___ Material provided ___

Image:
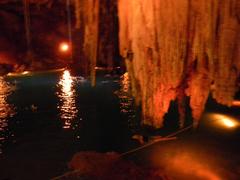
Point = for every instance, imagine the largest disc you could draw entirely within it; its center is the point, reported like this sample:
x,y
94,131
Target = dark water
x,y
46,117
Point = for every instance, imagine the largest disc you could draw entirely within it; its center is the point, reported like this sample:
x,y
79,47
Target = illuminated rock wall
x,y
86,36
177,48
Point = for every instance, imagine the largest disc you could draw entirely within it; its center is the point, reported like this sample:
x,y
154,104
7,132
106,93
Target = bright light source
x,y
64,47
236,103
228,122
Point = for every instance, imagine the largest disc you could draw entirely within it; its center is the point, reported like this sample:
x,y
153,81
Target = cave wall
x,y
85,37
180,48
47,29
95,37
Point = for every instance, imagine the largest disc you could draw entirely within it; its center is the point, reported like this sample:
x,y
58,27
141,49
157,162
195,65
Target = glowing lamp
x,y
228,123
64,47
236,103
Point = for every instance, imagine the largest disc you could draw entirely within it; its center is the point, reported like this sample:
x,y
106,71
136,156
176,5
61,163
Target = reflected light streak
x,y
67,97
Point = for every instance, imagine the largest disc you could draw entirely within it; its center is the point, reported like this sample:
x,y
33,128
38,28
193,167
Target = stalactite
x,y
180,46
86,37
77,14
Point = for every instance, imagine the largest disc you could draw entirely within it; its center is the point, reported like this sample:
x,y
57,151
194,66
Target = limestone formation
x,y
180,48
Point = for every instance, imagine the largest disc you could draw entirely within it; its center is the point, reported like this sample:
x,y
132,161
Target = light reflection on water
x,y
6,110
67,97
126,102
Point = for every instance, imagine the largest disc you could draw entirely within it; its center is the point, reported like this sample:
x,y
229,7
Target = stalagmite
x,y
180,48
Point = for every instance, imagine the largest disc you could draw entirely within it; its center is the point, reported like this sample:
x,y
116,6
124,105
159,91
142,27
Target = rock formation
x,y
180,48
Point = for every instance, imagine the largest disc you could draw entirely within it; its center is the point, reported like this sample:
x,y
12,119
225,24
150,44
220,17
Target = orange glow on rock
x,y
222,120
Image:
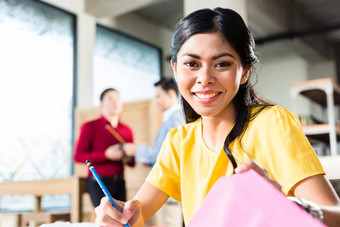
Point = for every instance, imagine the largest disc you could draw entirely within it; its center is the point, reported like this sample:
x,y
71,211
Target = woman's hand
x,y
251,164
114,153
130,213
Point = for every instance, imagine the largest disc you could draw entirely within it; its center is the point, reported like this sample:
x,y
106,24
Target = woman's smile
x,y
206,97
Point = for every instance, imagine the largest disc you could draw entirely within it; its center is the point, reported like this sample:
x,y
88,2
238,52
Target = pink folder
x,y
248,200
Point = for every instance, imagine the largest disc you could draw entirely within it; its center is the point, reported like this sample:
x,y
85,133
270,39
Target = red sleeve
x,y
83,150
131,161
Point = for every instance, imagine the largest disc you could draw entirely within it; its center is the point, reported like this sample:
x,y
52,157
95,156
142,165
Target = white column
x,y
86,32
238,5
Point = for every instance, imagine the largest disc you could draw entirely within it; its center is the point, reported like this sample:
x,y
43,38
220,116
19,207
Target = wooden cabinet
x,y
326,93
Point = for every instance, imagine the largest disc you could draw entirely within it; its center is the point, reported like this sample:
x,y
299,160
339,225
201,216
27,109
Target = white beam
x,y
106,8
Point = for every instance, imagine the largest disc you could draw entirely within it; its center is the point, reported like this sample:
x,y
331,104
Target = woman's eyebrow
x,y
213,57
222,55
191,55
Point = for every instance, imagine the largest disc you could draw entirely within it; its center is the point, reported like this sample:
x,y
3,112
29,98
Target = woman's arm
x,y
137,211
319,190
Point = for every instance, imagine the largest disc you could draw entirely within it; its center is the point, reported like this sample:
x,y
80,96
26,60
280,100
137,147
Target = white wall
x,y
130,24
278,69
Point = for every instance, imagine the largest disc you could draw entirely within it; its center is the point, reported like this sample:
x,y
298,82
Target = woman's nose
x,y
205,76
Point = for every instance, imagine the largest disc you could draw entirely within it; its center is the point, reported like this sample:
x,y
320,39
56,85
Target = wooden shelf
x,y
325,92
315,90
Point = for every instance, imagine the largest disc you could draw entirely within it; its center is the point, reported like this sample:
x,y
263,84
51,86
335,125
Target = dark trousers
x,y
115,185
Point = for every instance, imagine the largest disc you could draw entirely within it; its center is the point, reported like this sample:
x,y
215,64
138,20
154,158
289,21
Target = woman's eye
x,y
223,64
190,64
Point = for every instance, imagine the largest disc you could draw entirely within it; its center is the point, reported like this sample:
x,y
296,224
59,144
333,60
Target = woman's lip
x,y
206,97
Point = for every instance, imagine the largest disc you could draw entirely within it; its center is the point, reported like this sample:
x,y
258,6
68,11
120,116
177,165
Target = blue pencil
x,y
103,187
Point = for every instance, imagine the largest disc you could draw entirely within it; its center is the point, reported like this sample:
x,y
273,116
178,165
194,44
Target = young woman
x,y
229,128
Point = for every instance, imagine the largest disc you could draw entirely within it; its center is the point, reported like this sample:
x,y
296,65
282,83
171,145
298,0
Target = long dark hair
x,y
231,25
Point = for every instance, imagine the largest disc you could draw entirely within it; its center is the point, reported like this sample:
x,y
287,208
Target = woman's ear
x,y
245,75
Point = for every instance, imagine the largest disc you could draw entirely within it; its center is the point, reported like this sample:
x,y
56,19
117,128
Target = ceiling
x,y
308,25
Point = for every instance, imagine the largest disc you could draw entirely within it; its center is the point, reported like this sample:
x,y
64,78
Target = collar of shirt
x,y
170,111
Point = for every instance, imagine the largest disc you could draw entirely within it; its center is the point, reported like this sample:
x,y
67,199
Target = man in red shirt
x,y
102,142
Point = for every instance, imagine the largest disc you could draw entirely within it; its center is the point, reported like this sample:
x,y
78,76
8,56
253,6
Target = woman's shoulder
x,y
271,112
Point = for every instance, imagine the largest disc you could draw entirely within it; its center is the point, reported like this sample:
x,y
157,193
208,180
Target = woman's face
x,y
209,72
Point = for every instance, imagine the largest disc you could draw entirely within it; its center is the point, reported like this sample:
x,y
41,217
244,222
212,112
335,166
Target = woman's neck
x,y
215,130
113,119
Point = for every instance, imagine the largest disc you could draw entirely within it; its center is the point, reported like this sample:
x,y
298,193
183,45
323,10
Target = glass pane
x,y
126,64
36,89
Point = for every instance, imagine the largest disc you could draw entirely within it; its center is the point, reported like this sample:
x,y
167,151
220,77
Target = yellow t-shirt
x,y
186,168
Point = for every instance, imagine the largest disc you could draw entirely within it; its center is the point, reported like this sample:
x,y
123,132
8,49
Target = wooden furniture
x,y
74,186
326,93
42,217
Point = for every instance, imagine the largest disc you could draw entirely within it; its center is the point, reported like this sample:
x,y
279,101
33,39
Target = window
x,y
36,93
127,64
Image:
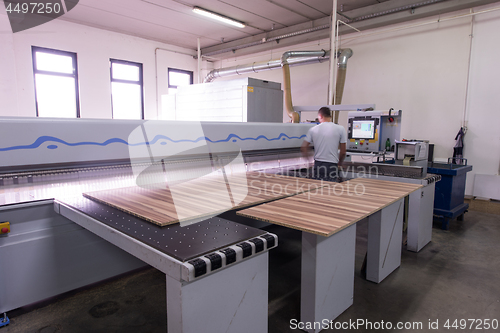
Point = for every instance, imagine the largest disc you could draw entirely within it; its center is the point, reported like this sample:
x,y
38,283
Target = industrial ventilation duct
x,y
290,58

___

> [Exercise description]:
Without carrying over any pictures, retype the records above exactly.

> [Solution for this task]:
Image:
Point = for every instance, imagine the largest disc you could draw entirely within it; its center is the point, reported like this sample:
x,y
94,131
Target = dark water
x,y
46,117
Point = for every instance, imagine the largest disc you could draw entirely within it; its center is the point, reported like this sample:
x,y
79,47
Target = illuminated rock wall
x,y
86,36
177,48
Point = for every instance, imagine the largest disc you could draw entirely within it; its center is the point, reported like this sample:
x,y
154,104
7,132
106,93
Target = bright light source
x,y
64,47
236,103
228,122
Point = for every instance, imagine the largest disc you could draw entirely within it; its center is the point, reported like this sample:
x,y
153,81
Target = cave wall
x,y
85,37
180,48
47,29
95,37
Point = for every instance, imagine the largest disc you could draw entirely within it; its center is the point, reported like this sample:
x,y
58,27
141,49
157,162
195,65
Target = glowing lamp
x,y
228,123
64,47
236,103
Point = for every instance, imagine the largest disc you could draw entirely within it; its center is the point, reported like this sample:
x,y
106,71
136,156
176,5
61,163
Target = reflected light streak
x,y
67,97
Point = for every instance, imagine the largest disc you could draw entirely within it; its center is the point, reported like this sample:
x,y
33,128
38,28
193,167
Target = stalactite
x,y
180,46
86,37
77,14
Point = for every instance, imagine the largest disc you could draw entirely within it; its center is the point, reported like this sample:
x,y
57,151
194,66
Target = limestone formation
x,y
180,48
Point = for every instance, imagine the largest disc you could draw entirely within it; its center is the point, reported like this sample:
x,y
132,161
Target = light reflection on water
x,y
6,110
67,97
126,102
Point = for every instance, imagine the largest disc you could draw entirely within it; its center is the point, reported like this sample:
x,y
229,7
Target = stalagmite
x,y
180,48
Point = for every instance, imagine the largest disc you could draw entirely within it; its center is the point, reported like this sample:
x,y
116,6
124,105
159,91
142,27
Target = rock formation
x,y
180,48
Point = for every instance, imagine the largest disc you could draw entirely within it; its center is the point, reported like this sample:
x,y
12,119
225,24
150,44
220,17
Target = orange glow on rock
x,y
222,120
Image:
Point = for every instance, imagine the largest disc you could draw entirely within it; its center is the point, reported like this sample:
x,y
71,211
Target = woman's hand
x,y
251,164
114,153
130,213
Point = for every instance, imagine the largest disc you could draw entirely within it; its center is the point, reported like this sample:
x,y
106,24
Target = woman's smile
x,y
206,97
Point = for every instance, imagine the largest disc you could draw entirely within it; its center is the point, reported like this sample:
x,y
88,2
238,52
Target = pink folder
x,y
248,200
Point = for every instance, imagine the largest disc you could draw entirely within it; its center is the point, reported like this sample:
x,y
85,133
270,39
Target = red sleeve
x,y
83,150
131,161
Point = for every instance, imagine the largest disc you could draw entirely within it; its center is the point, reported like this sample:
x,y
52,157
95,156
142,165
Target = white column
x,y
86,32
238,5
Point = for every instance, imagine the largest disc you could draw entirely within it; its center is the point, reported like this sample:
x,y
43,38
220,116
19,207
Target = wooden cabinet
x,y
326,93
Point = for every instance, imagine the largest disc you could draw entirely within it; its center is the point, reported like this sample:
x,y
299,160
339,225
201,216
27,109
Target = white beam
x,y
106,8
Point = for every instance, imagine the largest disc you could draw entirely within it; its center is the point, reported like this sample:
x,y
331,104
Target = woman's eyebrow
x,y
213,57
222,55
191,55
Point = for every instance, imagine the largest disc you could draw entirely within it; its center is the point, reported like this sample:
x,y
3,112
29,98
Target = woman's arm
x,y
137,211
319,190
Point = for every instance, imagine the largest disc you could draw entirely within it; its center is the point, reported like this sample:
x,y
80,96
26,60
280,100
137,147
Target = white wall
x,y
130,24
278,69
Point = for every instance, imagine the largest disc you could draw entirely within it; its center is the point, reported like this sample:
x,y
298,82
Target = woman's nose
x,y
205,76
Point = for every instance, imagine the largest disc you could draw entirely within it; its center is the point, reported like this sample:
x,y
320,39
56,85
Target = wooden shelf
x,y
325,92
315,90
Point = for every instance, imagine the largest disc you could draw entirely within it; its center is the point, reported like this sample:
x,y
263,84
51,86
335,125
Target = dark trousers
x,y
115,185
Point = for every instance, imagine the largest disc you could draw entirely within it; its center is the point, reported like this sample:
x,y
215,64
138,20
154,158
289,21
Target = woman's eye
x,y
223,64
190,64
Point = for every instance, imagine the largest disc you could draw entirely within it; its center is the point, reported like this sample:
x,y
296,224
59,144
333,60
Target = woman's lip
x,y
206,97
Point = for every instance, imagine the largest disc you could draw entirely within it; its center is the point, reported like this sample:
x,y
258,6
68,11
120,116
177,165
Target = blue pencil
x,y
103,187
Point = for every instance, imagine the largest disc you could draw entirely within it; its center is the point, reported like this sample:
x,y
273,116
178,165
194,44
Target = young woman
x,y
229,128
Point = for every instance, imagine the largest disc you could draw entirely within it; its center is the point, reported like this sample:
x,y
296,65
282,83
171,145
298,0
Target = long dark hair
x,y
231,25
Point = for every instance, imagine the largest disc you could draw entirely within it; its center is the point, reported like this sample:
x,y
287,208
Target = woman's ear
x,y
245,75
Point = for every instance, imagine the largest disc you could draw entirely within it; its center is the point, reported like this sample:
x,y
56,19
117,128
Target = ceiling
x,y
308,25
Point = for every instance, imagine the largest disc you could draw entirely within it; its center is the point, reported like this sample:
x,y
64,78
Target = collar of shirt
x,y
170,111
Point = for every instance, imagine the largest disc you could draw entirely within it; its center is the point, reported like this sample:
x,y
67,199
Target = man in red shirt
x,y
102,142
Point = for every instance, imagine the largest disc you could draw entirely within it; its center is the point, reported like this sample:
x,y
78,76
8,56
253,6
Target = woman's shoulder
x,y
271,112
Point = for every instance, imagine the largest disc you could draw entirely within it; its center is the point, reported like this sample:
x,y
157,193
208,180
Target = woman's face
x,y
209,72
Point = for every instance, imagine the largest disc you could draw entirely within it; its center is the point, reported like this sample:
x,y
41,217
244,222
212,112
335,166
Target = woman's neck
x,y
215,130
113,119
Point = for every instance, imagine the largest disc you could draw entirely within it; its center is the point, reported like this sample:
x,y
298,193
183,45
323,10
Target = glass pane
x,y
126,64
36,89
Point = for every instance, imagine the largest disc you could draw entirely within it; its center is the point, reported like this sample:
x,y
167,151
220,77
Target = yellow t-shirt
x,y
186,168
Point = for every instance, imagine the largest disc you could draw entirely within it; its center is the point, reported like this sample:
x,y
123,132
8,49
Target = wooden furniture
x,y
74,186
326,93
42,217
Point = for every instance, imagine the largest disc you could draw entirely within it; its center is the point, reported like this sample:
x,y
279,101
33,39
Target = window
x,y
36,93
127,64
Image:
Point = for every instance, imagine the largest disc you could draw entirely within it; its center is the point, reported like this sample:
x,y
38,283
Target = industrial ventilation duct
x,y
290,58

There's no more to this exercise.